- Presented by: Humberto Rodríguez
- Country of origin: Colombia
- Original language: Spanish

Production
- Running time: 3 hours
- Production company: Caracol Televisión (1972–present)

Original release
- Network: Segunda Cadena/Cadena 2/Canal A (1972–1976, 1987–1991, 1998) Primera Cadena/Cadena Uno/Canal Uno (1977–1983, 1984–1987, 1992–1997) Caracol (1998–present)
- Release: February 5, 1972

= Sábados Felices =

Colombian comedy show

Sábados Felices (Happy Saturdays) is a Colombian comedy show that debuted in 1972. It has been produced by Caracol Televisión for its entire run on the air; from 1972 to 1998, when Caracol was a programadora, it aired on Cadena Uno. It has been hosted by Alfonso Lizarazo, Alí Humar, Jota Mario Valencia, Carlos Calero, Hernán Orjuela and Humberto Rodríguez.

==History==
It began in 1972 as Campeones de la risa, changing names in 1976 when Caracol for the first time gained the rights to its Saturday timeslot.

Free-text descriptions of objects:
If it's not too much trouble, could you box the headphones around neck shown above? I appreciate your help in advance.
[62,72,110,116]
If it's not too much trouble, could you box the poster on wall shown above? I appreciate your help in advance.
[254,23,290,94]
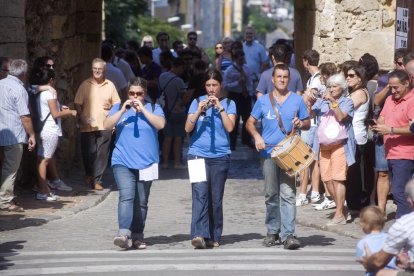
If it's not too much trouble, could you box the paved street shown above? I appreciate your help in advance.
[0,144,378,275]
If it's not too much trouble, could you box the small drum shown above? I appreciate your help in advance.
[270,134,315,177]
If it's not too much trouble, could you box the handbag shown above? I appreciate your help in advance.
[318,109,347,145]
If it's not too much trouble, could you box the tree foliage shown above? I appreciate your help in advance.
[105,0,148,44]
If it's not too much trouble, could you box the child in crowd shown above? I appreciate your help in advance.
[356,206,397,276]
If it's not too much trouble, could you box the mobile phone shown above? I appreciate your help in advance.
[367,119,377,126]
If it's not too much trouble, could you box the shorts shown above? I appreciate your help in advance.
[163,113,187,137]
[374,143,388,172]
[300,126,318,148]
[319,144,348,182]
[36,131,59,159]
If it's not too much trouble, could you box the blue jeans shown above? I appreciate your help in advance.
[112,165,152,239]
[261,158,296,241]
[388,159,414,219]
[188,155,230,242]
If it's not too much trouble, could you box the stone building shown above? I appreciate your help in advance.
[0,0,402,187]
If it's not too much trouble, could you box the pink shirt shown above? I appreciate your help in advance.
[381,89,414,160]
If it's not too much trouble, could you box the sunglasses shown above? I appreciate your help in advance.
[128,91,144,97]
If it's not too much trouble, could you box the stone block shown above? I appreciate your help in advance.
[51,15,68,39]
[0,0,26,18]
[76,12,102,34]
[0,43,27,59]
[347,31,395,70]
[0,17,26,43]
[338,0,380,13]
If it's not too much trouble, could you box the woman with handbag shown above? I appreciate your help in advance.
[185,69,236,249]
[311,74,355,225]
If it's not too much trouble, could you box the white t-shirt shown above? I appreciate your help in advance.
[37,90,62,136]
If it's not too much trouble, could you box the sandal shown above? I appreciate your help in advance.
[1,203,24,213]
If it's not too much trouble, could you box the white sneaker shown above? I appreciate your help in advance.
[296,195,309,206]
[310,193,321,203]
[47,179,72,191]
[315,197,336,211]
[36,193,57,201]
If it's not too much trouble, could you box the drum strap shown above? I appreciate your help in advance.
[268,92,287,135]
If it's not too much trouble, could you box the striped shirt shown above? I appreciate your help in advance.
[0,75,30,146]
[382,212,414,261]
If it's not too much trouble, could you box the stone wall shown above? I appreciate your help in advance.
[295,0,396,74]
[0,0,102,186]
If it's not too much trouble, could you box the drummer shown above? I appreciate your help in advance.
[246,64,310,249]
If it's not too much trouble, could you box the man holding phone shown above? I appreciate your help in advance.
[372,69,414,218]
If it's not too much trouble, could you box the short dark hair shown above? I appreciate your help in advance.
[31,68,55,85]
[272,63,290,77]
[358,53,379,80]
[319,62,337,77]
[101,44,114,62]
[204,69,223,84]
[187,31,198,38]
[137,46,152,60]
[394,48,410,62]
[157,32,170,41]
[403,52,414,66]
[346,64,367,91]
[303,49,319,66]
[269,43,291,63]
[388,69,410,83]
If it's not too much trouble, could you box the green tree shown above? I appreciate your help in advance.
[105,0,148,44]
[137,16,185,47]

WORK REQUEST:
Please continue the Sábados Felices text above, picking up after its last sentence.

ANSWER BELOW:
After the licitación of 1997, Caracol did not receive any timeslots on Saturdays. This meant that Caracol's signature Saturday programs were presented for the first seven months of 1998 under the auspices of other programadoras; Sábados Felices was presented by Coestrellas, CPS and Proyectamos Televisión. The 1998 move of Caracol from a programadora to a private television channel, after 1,323 episodes had been aired, marked a format change for the program.

In 2016, it received the Guinness World Record for the world's oldest comedy show.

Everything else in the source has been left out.